Dataset records -
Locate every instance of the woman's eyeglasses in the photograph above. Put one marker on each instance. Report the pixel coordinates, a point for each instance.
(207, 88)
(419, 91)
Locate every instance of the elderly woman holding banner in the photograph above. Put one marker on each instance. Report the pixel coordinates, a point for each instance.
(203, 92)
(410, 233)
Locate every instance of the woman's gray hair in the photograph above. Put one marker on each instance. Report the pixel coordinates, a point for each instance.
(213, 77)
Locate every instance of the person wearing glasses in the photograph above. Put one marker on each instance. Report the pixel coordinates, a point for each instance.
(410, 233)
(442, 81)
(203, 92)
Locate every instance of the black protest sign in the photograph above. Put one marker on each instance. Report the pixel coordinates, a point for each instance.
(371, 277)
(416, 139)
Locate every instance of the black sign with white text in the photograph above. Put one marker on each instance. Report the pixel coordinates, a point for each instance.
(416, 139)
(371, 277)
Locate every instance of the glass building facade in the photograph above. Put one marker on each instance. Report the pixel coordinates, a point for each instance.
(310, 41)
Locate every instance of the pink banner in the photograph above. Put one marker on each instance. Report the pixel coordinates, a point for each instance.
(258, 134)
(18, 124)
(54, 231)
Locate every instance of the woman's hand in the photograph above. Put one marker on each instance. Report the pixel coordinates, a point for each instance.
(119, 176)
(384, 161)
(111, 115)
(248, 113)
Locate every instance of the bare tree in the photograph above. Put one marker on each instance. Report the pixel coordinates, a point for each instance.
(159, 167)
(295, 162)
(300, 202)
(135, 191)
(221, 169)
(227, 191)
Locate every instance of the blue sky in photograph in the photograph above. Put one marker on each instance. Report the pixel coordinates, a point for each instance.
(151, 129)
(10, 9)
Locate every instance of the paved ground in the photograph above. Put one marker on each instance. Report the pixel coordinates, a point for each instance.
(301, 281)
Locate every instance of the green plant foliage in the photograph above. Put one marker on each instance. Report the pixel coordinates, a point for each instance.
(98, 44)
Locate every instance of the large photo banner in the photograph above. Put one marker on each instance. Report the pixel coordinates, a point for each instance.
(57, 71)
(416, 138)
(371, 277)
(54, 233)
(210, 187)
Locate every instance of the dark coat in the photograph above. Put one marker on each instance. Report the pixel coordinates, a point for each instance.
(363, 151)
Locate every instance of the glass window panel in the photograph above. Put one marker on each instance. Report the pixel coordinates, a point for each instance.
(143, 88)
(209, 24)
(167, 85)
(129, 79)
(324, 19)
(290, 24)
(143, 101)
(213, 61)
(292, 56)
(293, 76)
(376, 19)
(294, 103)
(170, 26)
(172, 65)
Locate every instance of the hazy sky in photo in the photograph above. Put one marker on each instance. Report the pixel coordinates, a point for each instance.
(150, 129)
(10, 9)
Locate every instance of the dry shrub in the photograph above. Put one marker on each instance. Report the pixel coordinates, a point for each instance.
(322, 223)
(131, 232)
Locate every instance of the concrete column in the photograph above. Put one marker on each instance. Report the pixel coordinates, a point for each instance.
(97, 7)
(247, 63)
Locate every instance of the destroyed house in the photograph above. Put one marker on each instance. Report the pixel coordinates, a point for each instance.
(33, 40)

Task description -
Repeat the entries. Keep each one exactly as written.

Response box -
Locate every instance of the woman's eyeglasses in the photograph above. Put one marker on each instance. Report the pixel coordinates, a point for each instance.
(207, 88)
(419, 91)
Locate every instance of the elderly woman holding banner in the photograph above. Put one marker on each instance. Report the pixel coordinates, a point for each instance.
(203, 92)
(410, 233)
Locate every instance of the woman's gray hair in the photograph above. Put one marker on each instance. Report the pixel coordinates, a point for each instance.
(213, 77)
Locate every instance of the person wearing glasses in the photograph above. Put one marker on each instance. Report the pixel coordinates, a point for each instance.
(410, 233)
(442, 81)
(203, 92)
Locate every instance of the black protest sign in the photograph above. Put one marker on each instance. Report the pixel coordinates, a point for each instance.
(371, 277)
(416, 139)
Locate every instance of the black sign with white text in the photograph above. Put one marker on each instance. Report the pixel coordinates, a point for each instance.
(416, 139)
(371, 277)
Locate every instance of the glass building facade in the photograph above. Put one marker on each instance. Report the pixel coordinates, a point for each instance.
(310, 41)
Locate every instance of the pink banner in the photograph above. Put one marker on each instance. Report the pixel coordinates, a point for each instance.
(258, 134)
(18, 124)
(54, 231)
Locate every instance of the woman's hand in the photograph above. Put one marker on each instance. Report the pixel coordinates, a point for each instance.
(119, 176)
(384, 161)
(111, 115)
(248, 113)
Locate every instance of the bare tree in the photograph above. Put one marker on each instance. Report the pixel coordinates, a point for each instance.
(159, 167)
(295, 162)
(300, 202)
(135, 191)
(221, 169)
(227, 191)
Locate every instance of the blue sky in photograph in the photograph above. Put one marker on each instance. Report the pixel coordinates, a point for each instance.
(151, 129)
(10, 9)
Locate every instance of the paved ground in the photograph above. Put one marker on each instance. Report the pixel coordinates, a point for each instance.
(301, 281)
Locate every instance of the green plant foliage in the photograph above. Put one marker on each instance. Report the pixel coordinates, a point for each instance.
(98, 44)
Locate every instance of the large photo banner in the photograph above. Put one marker on each instance. Report the pixel coordinates, a point for each instance.
(57, 71)
(416, 138)
(371, 277)
(54, 233)
(210, 187)
Locate every instance of the dark coat in the photograph above. Put one marker on each instance. Report the pixel coordinates, a point for each instance.
(363, 151)
Locate every instance of the glass window panel in the photograph above. Put one marker on each instance. Report the pixel coordinates, a point for each instance.
(143, 88)
(209, 24)
(167, 85)
(129, 79)
(324, 19)
(290, 24)
(143, 101)
(213, 61)
(292, 56)
(293, 76)
(376, 19)
(294, 103)
(170, 26)
(172, 65)
Locate every instance of the hazy sky in photo in the photograph above. Put one marker on each instance. Report the pixel coordinates, a point for each instance.
(150, 129)
(10, 9)
Locate every instance of the dry shrub in the photograph above. Put one marker on each instance. Report the pixel coordinates, a point for each instance.
(322, 223)
(131, 232)
Locate every instance of the concrete column in the photograph above. Put one marker on each instance. Report the pixel coordinates, a point for each instance.
(97, 7)
(247, 63)
Locate every instance of the destroyed house in the photograph above. Put one marker on each instance. Report the pixel coordinates, a point for each instance.
(33, 40)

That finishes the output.